### Input rows
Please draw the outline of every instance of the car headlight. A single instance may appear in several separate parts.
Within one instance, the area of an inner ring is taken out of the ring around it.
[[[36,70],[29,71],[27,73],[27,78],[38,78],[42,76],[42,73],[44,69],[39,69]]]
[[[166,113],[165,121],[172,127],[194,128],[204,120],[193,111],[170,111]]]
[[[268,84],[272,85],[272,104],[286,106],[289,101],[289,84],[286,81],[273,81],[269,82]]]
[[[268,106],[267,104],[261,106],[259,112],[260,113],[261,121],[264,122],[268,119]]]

### Aim
Give the rows above as a Markdown table with a "Number" column for each line's number and a "Content" column for the line itself, leaving out any blank lines.

### Response to the task
| Number | Content |
|---|---|
| 1 | Please draw the outline of every instance of the car headlight. A single instance may appear in several separate parts. |
| 2 | Within one instance, the area of an inner ring is taken out of the ring around it. |
| 3 | [[[36,70],[29,71],[27,73],[27,78],[38,78],[42,76],[42,73],[44,69],[39,69]]] |
| 4 | [[[166,113],[165,121],[172,127],[194,128],[204,120],[193,111],[170,111]]] |
| 5 | [[[268,84],[272,85],[272,104],[286,106],[289,101],[289,84],[286,81],[273,81],[269,82]]] |
| 6 | [[[268,106],[267,104],[261,106],[259,112],[260,113],[261,121],[264,122],[268,119]]] |